> PROMPT: Format the lines of the records as a JSON list of strings, one string per line and no blank lines, starting with the line that holds "Target: stone wall" and continuing through the end of the records, both ends included. Leave the pictures out of the answer.

Stored dataset items:
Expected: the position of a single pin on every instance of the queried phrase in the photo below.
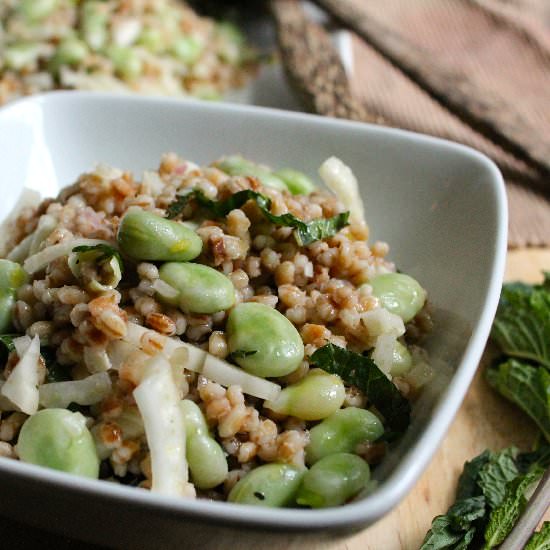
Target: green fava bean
(333, 480)
(342, 432)
(399, 294)
(272, 485)
(145, 236)
(207, 462)
(7, 301)
(316, 396)
(59, 439)
(201, 289)
(12, 275)
(187, 49)
(126, 62)
(296, 182)
(264, 341)
(402, 360)
(69, 52)
(205, 456)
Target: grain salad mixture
(224, 332)
(159, 47)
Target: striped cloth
(504, 48)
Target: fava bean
(59, 439)
(94, 20)
(71, 51)
(17, 56)
(333, 480)
(207, 462)
(272, 485)
(236, 165)
(342, 432)
(12, 275)
(264, 342)
(152, 39)
(145, 236)
(201, 289)
(399, 294)
(187, 49)
(316, 396)
(35, 10)
(296, 182)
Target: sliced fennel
(87, 391)
(339, 178)
(21, 387)
(197, 360)
(42, 259)
(158, 401)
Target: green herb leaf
(442, 536)
(464, 512)
(54, 371)
(541, 457)
(104, 253)
(362, 372)
(541, 539)
(526, 386)
(522, 323)
(304, 232)
(495, 474)
(468, 481)
(504, 517)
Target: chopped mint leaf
(522, 323)
(527, 386)
(360, 371)
(504, 517)
(304, 232)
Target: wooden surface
(485, 420)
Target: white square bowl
(440, 205)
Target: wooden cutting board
(485, 421)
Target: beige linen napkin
(504, 49)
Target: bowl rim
(408, 470)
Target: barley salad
(223, 332)
(159, 47)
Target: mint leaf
(541, 456)
(526, 386)
(504, 517)
(464, 512)
(541, 539)
(522, 324)
(442, 536)
(495, 474)
(360, 371)
(304, 232)
(54, 371)
(467, 482)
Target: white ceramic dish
(441, 206)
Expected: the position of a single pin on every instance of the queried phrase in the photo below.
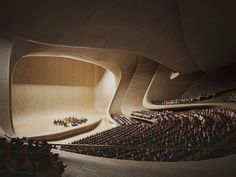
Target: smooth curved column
(133, 99)
(5, 52)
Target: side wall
(162, 88)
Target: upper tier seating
(193, 128)
(122, 120)
(190, 99)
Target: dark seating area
(191, 99)
(232, 97)
(21, 157)
(149, 115)
(174, 136)
(122, 120)
(72, 121)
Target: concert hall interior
(117, 88)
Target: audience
(232, 97)
(192, 128)
(122, 120)
(21, 155)
(69, 120)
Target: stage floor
(42, 124)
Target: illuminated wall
(53, 84)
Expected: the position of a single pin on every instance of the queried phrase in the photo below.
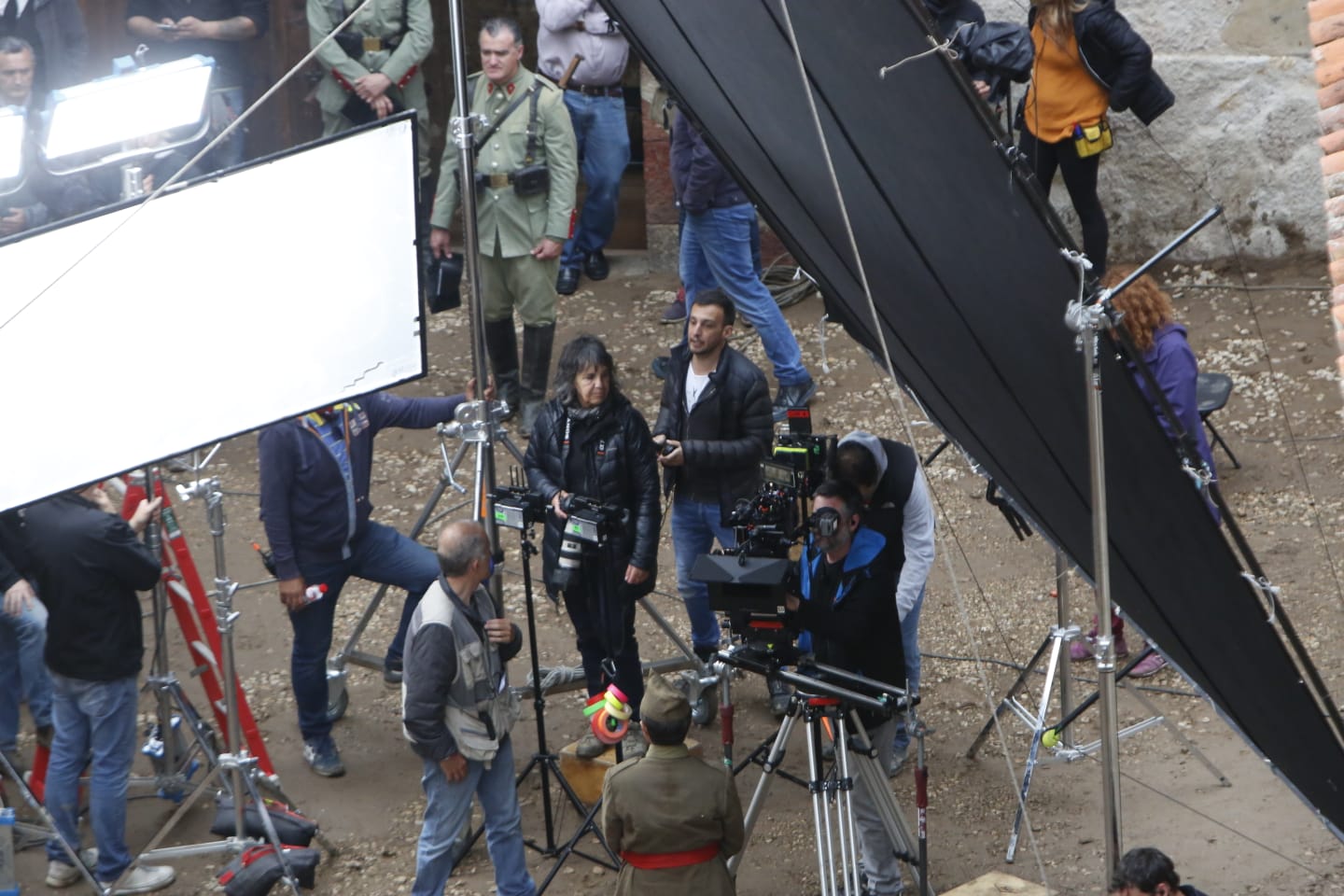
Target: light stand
(463, 134)
(235, 770)
(1087, 320)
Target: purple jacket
(1175, 369)
(698, 176)
(305, 505)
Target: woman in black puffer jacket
(590, 442)
(1087, 58)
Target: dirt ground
(988, 596)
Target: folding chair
(1211, 394)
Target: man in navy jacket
(315, 504)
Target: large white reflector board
(213, 311)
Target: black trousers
(1081, 182)
(605, 629)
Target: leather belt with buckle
(374, 45)
(614, 91)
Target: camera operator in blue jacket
(848, 621)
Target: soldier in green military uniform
(374, 63)
(674, 819)
(525, 171)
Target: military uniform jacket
(507, 223)
(379, 19)
(668, 802)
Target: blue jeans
(717, 251)
(94, 718)
(910, 647)
(604, 143)
(693, 529)
(381, 555)
(230, 152)
(448, 805)
(23, 670)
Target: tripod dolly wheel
(336, 704)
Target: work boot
(501, 348)
(589, 747)
(537, 370)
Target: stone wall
(1242, 133)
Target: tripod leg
(763, 791)
(845, 798)
(1007, 700)
(28, 797)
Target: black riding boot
(501, 348)
(537, 370)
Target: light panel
(113, 110)
(194, 317)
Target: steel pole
(464, 136)
(1101, 577)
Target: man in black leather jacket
(714, 426)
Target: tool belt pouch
(257, 869)
(351, 43)
(532, 180)
(1092, 140)
(292, 828)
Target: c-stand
(235, 770)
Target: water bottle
(8, 880)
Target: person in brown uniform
(672, 819)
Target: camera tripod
(543, 761)
(469, 427)
(827, 702)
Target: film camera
(516, 508)
(749, 583)
(590, 523)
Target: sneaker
(796, 395)
(61, 874)
(1149, 665)
(595, 265)
(146, 879)
(321, 757)
(589, 747)
(633, 745)
(567, 281)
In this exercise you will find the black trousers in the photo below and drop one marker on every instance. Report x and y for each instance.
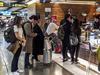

> EXERCISE SOLUTION:
[
  "Target: stone wall",
  "(1242, 133)",
  "Target: tripod leg",
  "(763, 791)",
  "(845, 798)",
  "(1007, 700)",
  "(28, 797)",
  "Target: black riding boot",
  "(501, 348)",
  "(537, 370)",
  "Target: light panel",
  "(113, 110)",
  "(194, 317)",
  "Target: steel pole",
  "(464, 136)",
  "(1101, 577)",
  "Target: man in black leather jacket",
  "(714, 426)",
  "Target: tool belt pouch",
  "(257, 869)",
  "(351, 43)",
  "(532, 180)",
  "(1092, 140)",
  "(292, 828)",
  "Target: c-stand",
  "(235, 770)",
  "Target: water bottle",
  "(8, 880)",
  "Target: person in brown uniform",
  "(672, 819)",
  "Target: camera tripod",
  "(543, 761)",
  "(469, 427)",
  "(827, 702)",
  "Target: film camera",
  "(516, 508)",
  "(749, 583)",
  "(590, 523)",
  "Target: sneaker",
  "(796, 395)",
  "(61, 874)",
  "(1149, 665)",
  "(595, 265)",
  "(146, 879)",
  "(321, 757)",
  "(589, 747)",
  "(633, 745)",
  "(567, 281)",
  "In this exercise you will find the black trousers in the photo below and drop one marker on every instance. Report x and y for each instance."
]